Write out all of the entries exactly as given.

━━━━━ RECORDS SUPPLIED

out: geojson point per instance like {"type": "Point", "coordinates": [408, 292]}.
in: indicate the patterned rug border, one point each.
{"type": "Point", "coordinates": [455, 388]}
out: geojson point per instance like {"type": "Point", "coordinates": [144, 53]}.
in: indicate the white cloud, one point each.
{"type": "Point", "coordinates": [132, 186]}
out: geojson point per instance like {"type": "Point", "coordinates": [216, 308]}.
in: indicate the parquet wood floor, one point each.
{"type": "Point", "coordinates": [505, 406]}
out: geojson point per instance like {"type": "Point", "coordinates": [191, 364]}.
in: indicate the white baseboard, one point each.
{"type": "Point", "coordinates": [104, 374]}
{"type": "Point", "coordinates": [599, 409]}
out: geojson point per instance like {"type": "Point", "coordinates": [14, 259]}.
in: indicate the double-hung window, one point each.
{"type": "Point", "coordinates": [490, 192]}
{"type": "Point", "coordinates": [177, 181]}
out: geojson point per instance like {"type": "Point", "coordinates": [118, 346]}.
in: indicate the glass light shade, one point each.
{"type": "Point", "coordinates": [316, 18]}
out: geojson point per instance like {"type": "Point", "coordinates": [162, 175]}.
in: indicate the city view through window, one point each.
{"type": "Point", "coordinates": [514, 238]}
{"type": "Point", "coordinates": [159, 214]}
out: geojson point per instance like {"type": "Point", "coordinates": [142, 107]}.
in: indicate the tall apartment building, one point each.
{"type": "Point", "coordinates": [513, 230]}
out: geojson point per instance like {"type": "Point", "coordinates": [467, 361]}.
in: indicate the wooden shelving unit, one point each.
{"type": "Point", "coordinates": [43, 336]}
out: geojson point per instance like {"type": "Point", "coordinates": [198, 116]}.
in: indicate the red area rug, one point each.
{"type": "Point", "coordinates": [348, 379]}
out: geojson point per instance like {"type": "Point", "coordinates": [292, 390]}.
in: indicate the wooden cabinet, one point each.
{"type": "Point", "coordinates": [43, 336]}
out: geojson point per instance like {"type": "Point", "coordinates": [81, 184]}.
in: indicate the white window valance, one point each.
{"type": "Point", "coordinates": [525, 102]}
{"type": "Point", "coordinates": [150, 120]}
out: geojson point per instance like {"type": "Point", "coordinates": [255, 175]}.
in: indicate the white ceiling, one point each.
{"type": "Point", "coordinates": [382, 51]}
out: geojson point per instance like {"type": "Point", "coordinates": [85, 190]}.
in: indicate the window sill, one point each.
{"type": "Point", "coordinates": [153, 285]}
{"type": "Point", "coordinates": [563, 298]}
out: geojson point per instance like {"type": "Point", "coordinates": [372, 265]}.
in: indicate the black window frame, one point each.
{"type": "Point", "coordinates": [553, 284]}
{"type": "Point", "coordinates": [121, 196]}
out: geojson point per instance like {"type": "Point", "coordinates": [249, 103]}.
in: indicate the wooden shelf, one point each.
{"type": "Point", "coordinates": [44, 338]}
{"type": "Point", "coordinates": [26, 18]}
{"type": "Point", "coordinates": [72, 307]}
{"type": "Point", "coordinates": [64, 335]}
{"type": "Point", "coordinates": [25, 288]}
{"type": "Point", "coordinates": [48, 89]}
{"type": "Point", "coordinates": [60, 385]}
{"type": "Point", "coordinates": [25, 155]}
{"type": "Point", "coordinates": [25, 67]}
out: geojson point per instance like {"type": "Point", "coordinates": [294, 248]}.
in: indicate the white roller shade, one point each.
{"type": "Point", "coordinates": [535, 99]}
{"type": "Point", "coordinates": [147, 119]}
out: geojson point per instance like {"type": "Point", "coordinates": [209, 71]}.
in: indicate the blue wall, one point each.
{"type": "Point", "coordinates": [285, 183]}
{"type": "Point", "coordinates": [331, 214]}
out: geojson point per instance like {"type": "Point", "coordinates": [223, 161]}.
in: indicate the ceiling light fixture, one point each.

━━━━━━━━━━

→ **FULL ANSWER**
out: geojson point per instance like {"type": "Point", "coordinates": [408, 292]}.
in: indicate the patterned rug border, one point each.
{"type": "Point", "coordinates": [455, 388]}
out: geojson point per instance like {"type": "Point", "coordinates": [144, 53]}.
in: indicate the white cloud, one point each.
{"type": "Point", "coordinates": [132, 186]}
out: geojson point per instance like {"type": "Point", "coordinates": [216, 308]}.
in: indicate the parquet wood floor, one point each.
{"type": "Point", "coordinates": [505, 406]}
out: geojson point per instance like {"type": "Point", "coordinates": [191, 364]}.
in: indicate the white baseboard, one point each.
{"type": "Point", "coordinates": [104, 374]}
{"type": "Point", "coordinates": [599, 409]}
out: geojson point per instance like {"type": "Point", "coordinates": [14, 259]}.
in: indicate the double-hung window, one point each.
{"type": "Point", "coordinates": [490, 192]}
{"type": "Point", "coordinates": [177, 181]}
out: geojson point per instance like {"type": "Point", "coordinates": [118, 346]}.
in: indicate the glass light shade, one point each.
{"type": "Point", "coordinates": [316, 18]}
out: geojson point per instance like {"type": "Point", "coordinates": [162, 175]}.
in: indicate the city view through window, one point each.
{"type": "Point", "coordinates": [514, 238]}
{"type": "Point", "coordinates": [159, 214]}
out: geojson point per instance like {"type": "Point", "coordinates": [142, 107]}.
in: indicate the tall apartment building, one point each.
{"type": "Point", "coordinates": [513, 230]}
out: geojson point per instance like {"type": "Point", "coordinates": [467, 361]}.
in: indicate the wooden shelving unit, one point each.
{"type": "Point", "coordinates": [43, 336]}
out: geojson point per instance like {"type": "Point", "coordinates": [198, 116]}.
in: indicate the red area rug, one point each.
{"type": "Point", "coordinates": [348, 379]}
out: geojson point per instance like {"type": "Point", "coordinates": [292, 390]}.
in: indicate the wooden cabinet, one point each.
{"type": "Point", "coordinates": [43, 336]}
out: geojson point per instance like {"type": "Point", "coordinates": [81, 184]}.
in: indicate the white window valance, one point each.
{"type": "Point", "coordinates": [525, 102]}
{"type": "Point", "coordinates": [150, 120]}
out: geojson point per instance like {"type": "Point", "coordinates": [255, 175]}.
in: indicate the white ceiling, one point each.
{"type": "Point", "coordinates": [382, 51]}
out: geojson point per instance like {"type": "Point", "coordinates": [85, 190]}.
in: indicate the window sill, one point each.
{"type": "Point", "coordinates": [153, 285]}
{"type": "Point", "coordinates": [563, 298]}
out: geojson point per instance like {"type": "Point", "coordinates": [372, 265]}.
in: indicate the black window frame, one point each.
{"type": "Point", "coordinates": [553, 284]}
{"type": "Point", "coordinates": [121, 196]}
out: geojson point per instance like {"type": "Point", "coordinates": [249, 103]}.
in: indicate the wooden shelf, one point each.
{"type": "Point", "coordinates": [44, 338]}
{"type": "Point", "coordinates": [26, 18]}
{"type": "Point", "coordinates": [72, 307]}
{"type": "Point", "coordinates": [64, 335]}
{"type": "Point", "coordinates": [25, 288]}
{"type": "Point", "coordinates": [48, 89]}
{"type": "Point", "coordinates": [60, 385]}
{"type": "Point", "coordinates": [25, 155]}
{"type": "Point", "coordinates": [25, 67]}
out: geojson point per instance like {"type": "Point", "coordinates": [294, 248]}.
in: indicate the white roller shade, one point each.
{"type": "Point", "coordinates": [535, 99]}
{"type": "Point", "coordinates": [147, 119]}
out: geojson point per instance like {"type": "Point", "coordinates": [209, 71]}.
in: indicate the blue wall, one point each.
{"type": "Point", "coordinates": [285, 183]}
{"type": "Point", "coordinates": [331, 214]}
out: geojson point per instance like {"type": "Point", "coordinates": [223, 161]}.
in: indicate the ceiling light fixture, one point each.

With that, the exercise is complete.